> _WHAT TO DO_:
(A) In the SV2C project summary, which neurotransmitter is depleted in people with Parkinson's disease?
(B) Summarize the SV2C project summary in two sentences.
(C) Using the SV2C project summary, explain why the SV2C protein is a target worth studying in Parkinson's disease.

Study Rationale: Cells in the brain uses molecules such as dopamine, the neurotransmitter that is depleted in people with Parkinson’s disease (PD), to transmit signals from one to another. The secretion of these neurotransmitters is controlled, in part, by a protein called synaptic vesicular glycoprotein (SV2C). Studies have shown that SV2C is altered in PD. In this project, we propose to develop an imaging agent that permits to study the SV2C protein in the brain of living patients.
Hypothesis: We hypothesize that we can design a compound that binds to SV2C and, using advanced computerized models, we can then examine how these molecules interact. By adding a radioactive label to this compound, we hypothesize it can be used as an imaging agent for monitoring SV2C.
Study Design: Using advanced computerized models, we will identify and develop SV2C-binding molecules and use these compounds as probes in studies with imaging techniques such as positron emission tomography (PET) and autoradiography. We will perform these studies in rodents and non-human primates and in postmortem brain tissue from people with PD.
Impact on Diagnosis/Treatment of Parkinson’s disease: SV2C could provide a specific biomarker for studying PD pathology. An imaging agent for SV2C can be a potential probe to assess the progression of the disease and the effects of treatments that can delay the degeneration of the nerve cells in PD.
Next Steps for Development: If successful, this project will contribute to the development of the first imaging agent for SV2C that can be applied to study people with PD.

> _RAW DATA_:
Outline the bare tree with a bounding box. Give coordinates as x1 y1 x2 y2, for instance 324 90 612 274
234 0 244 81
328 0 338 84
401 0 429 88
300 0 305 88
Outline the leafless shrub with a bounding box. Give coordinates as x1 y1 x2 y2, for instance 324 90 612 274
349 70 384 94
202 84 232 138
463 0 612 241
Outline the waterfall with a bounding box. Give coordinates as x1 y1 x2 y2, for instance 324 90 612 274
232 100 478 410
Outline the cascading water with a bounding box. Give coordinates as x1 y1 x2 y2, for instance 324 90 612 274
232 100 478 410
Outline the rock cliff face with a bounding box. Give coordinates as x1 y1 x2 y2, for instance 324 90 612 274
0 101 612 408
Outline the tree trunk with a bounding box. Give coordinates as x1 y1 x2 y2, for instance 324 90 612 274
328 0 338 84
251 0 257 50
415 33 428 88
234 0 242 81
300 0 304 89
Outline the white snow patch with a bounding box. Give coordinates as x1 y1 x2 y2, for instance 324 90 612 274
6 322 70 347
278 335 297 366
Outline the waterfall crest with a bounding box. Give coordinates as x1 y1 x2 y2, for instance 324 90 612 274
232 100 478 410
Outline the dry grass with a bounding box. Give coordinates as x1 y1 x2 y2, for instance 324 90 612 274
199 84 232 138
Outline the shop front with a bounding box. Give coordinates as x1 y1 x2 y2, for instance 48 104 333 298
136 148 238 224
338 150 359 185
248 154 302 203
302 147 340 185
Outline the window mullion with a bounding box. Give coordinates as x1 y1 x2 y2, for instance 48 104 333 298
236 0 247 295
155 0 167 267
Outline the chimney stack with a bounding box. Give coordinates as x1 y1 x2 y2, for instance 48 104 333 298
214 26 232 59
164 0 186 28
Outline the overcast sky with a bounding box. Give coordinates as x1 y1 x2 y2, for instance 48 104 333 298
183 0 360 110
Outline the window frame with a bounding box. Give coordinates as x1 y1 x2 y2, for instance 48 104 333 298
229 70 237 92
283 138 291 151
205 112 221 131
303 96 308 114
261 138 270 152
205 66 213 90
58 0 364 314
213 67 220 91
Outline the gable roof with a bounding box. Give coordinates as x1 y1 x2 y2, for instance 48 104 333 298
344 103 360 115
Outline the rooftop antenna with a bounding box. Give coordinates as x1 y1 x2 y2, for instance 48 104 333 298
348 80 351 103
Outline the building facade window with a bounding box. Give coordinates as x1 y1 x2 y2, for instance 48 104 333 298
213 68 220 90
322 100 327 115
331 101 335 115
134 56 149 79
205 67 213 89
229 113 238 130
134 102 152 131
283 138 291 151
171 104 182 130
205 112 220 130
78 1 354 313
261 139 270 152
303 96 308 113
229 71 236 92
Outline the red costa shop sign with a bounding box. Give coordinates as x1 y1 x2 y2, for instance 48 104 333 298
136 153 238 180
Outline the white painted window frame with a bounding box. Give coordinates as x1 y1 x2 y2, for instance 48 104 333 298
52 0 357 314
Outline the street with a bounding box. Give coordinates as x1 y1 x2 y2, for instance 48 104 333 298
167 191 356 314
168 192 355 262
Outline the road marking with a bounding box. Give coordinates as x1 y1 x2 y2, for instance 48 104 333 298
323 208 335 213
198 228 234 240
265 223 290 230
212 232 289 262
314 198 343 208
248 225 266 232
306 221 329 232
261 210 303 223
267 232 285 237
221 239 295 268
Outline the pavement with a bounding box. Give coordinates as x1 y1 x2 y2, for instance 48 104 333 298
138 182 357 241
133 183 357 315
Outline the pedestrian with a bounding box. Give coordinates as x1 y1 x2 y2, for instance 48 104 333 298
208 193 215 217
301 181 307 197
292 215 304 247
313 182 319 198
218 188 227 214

> _EXPECTED RESULTS_:
(A) Dopamine.

(B) The project aims to design compounds that bind to SV2C, a protein that partly controls neurotransmitter secretion and is altered in Parkinson's disease, and to give them a radioactive label so they can serve as imaging agents. These probes will be tested with PET and autoradiography in rodents, non-human primates, and postmortem brain tissue from people with Parkinson's disease, with the goal of producing the first SV2C imaging agent for tracking disease progression and treatment effects.

(C) SV2C partly controls the secretion of neurotransmitters such as dopamine, which is depleted in Parkinson's disease, and studies have shown that SV2C is altered in the disease. It could therefore provide a specific biomarker for studying Parkinson's disease pathology.